**SOURCE PASSAGE**.
▬▬▬▬▬▬▬▬▬▬

I have a process that extracts customer info from multiple databases (MySql) based on a timestamp. I store this data into a DataTable. The data table represents updates to existing customer info as well as new customer info.
I want to delete any dupes in the destination database (SqlServer) based on one constant value, CompanyID, and the CustomerID. So, I thought a join would give me the RecordIDs of the dupes in the destination DB, pass the List<int> (or some collection mechanism) to the DELETE method.
What I have:
using (var context = new DataContext(SqlConnection))
{
var tblSource = context.GetTable<tblCustomerInfo>();
var dupeIDs = from currCust in tblSource
join newCust in myTable.AsEnumerable() on currCust.CompanyID equals newCust.Field<string>("CompanyID")
where currCust.CustomerID.Equals(newCust.Field<int>("CustomerID")
select currCust.RecordID;
}
This obviously does not work. I will update with the exact error messages in a bit, but this doesn't compile.
First, is my join syntax even correct for what I am wanting to achieve?
Second, how can I write this Linq to join between a DataTable and the destination SqlServer database?
Afterthought - is it possible to, once I have a collection of dupe RecordIDs, use Linq to DELETE records from the destination database?
Edit
To clarify the process, I have incoming data tables like so and contained in a DataSet:
Table1
CompanyID CustomerID Field1 Field2 ....
1 5 ... ...
1 15 ... ...
Table2
CompanyID CustomerID Field1 Field2 ....

▬▬▬▬▬▬▬▬▬▬

**INFORMATION SHOWN**.

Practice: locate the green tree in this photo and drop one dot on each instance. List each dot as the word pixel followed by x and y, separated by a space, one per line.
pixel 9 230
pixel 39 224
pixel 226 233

▬▬▬▬▬▬▬▬▬▬

**REQUIREMENT 1**. List the column headings that appear under Table1 in the forum post about joining a DataTable to SQL Server.
**REQUIREMENT 2**. Retype the passage of the forum post about joining a DataTable to SQL Server that runs between "select currCust.RecordID;" and "wanting to achieve?", inclusive.
**REQUIREMENT 3**. Write what comes next in the forum post about joining a DataTable to SQL Server, picking up after its final line.

**OUTPUT 1**. CompanyID, CustomerID, Field1, Field2

**OUTPUT 2**.
select currCust.RecordID;
}
This obviously does not work. I will update with the exact error messages in a bit, but this doesn't compile.
First, is my join syntax even correct for what I am wanting to achieve?

**OUTPUT 3**.
10 125 ... ...
10 145 ... ...
Which will all go into a single database:
Destination DB
CompanyID CustomerID Field1 Field2 ....
1 5 ... ...
1 15 ... ...
1 27 ... ...
5 15 ... ...
10 125 ... ...
10 145 ... ...
11 100 ... ...
So, in this case I would delete from the destination table the items that match from tables 1 & 2. The destination database will be growing constantly so creating a List of CustomerID does not seem feasible. However, I expect daily imports of new and updated customer info to be relatively small (in the hundreds, maybe near 1000 records).
If I cannot write a single join what other method for completing this process would be appropriate? I am trying to figure something out since it looks like I cannot actually mix Linq-to-Sql and Linq-to-Objects.
Is it possible to somehow map my data table to the entity datamap, tbl_CustomerInfo, filling an otherwise immutable var, then perform the join?
Update
Here is what I have accomplished at this point and I get the results I expect from dupes:
using (DataContext context = new DataContext(SqlConnection)
{
var custInfo = context.GetTable<tbl_CustomerInfo>();
string compID = ImportCust.Rows[0]["CompanyID"].ToString();
var imports = from cust in ImportCust.AsEnumerable()
select cust.Field<int>("CustomerID");
var dupes = from cust in custInfo
join import in imports
on cust.CustomerID equals import
where cust.CompanyID == compID
select cust;
custInfo.DeleteOnSubmit(/* what goes here */);
context.SubmitChanges();
}
My question now is, what goes into the DeleteOnSubmit(...)? I feel like I have gotten so close only to be foiled by this.
I usually tackle all of this in a stored proc for efficiency.
Add an identity field to your destination table to uniquely identify the records, then use a query like this:
DELETE d
FROM DestinationTable d JOIN (
Select CompanyID, CustomerID, Min(UniqueID) AS FirstRecID
FROM DestinationTable
GROUP BY CompanyID, CustomerID) u on u.CompanyID=d.CompanyID AND u.CustomerID=d.CustomerID
WHERE d.UniqueID <> u.FirstRecID
Alternatively, you could create two lists of List<int>, containing id's from your two sources, then use the Intersect LINQ operator to find the common items.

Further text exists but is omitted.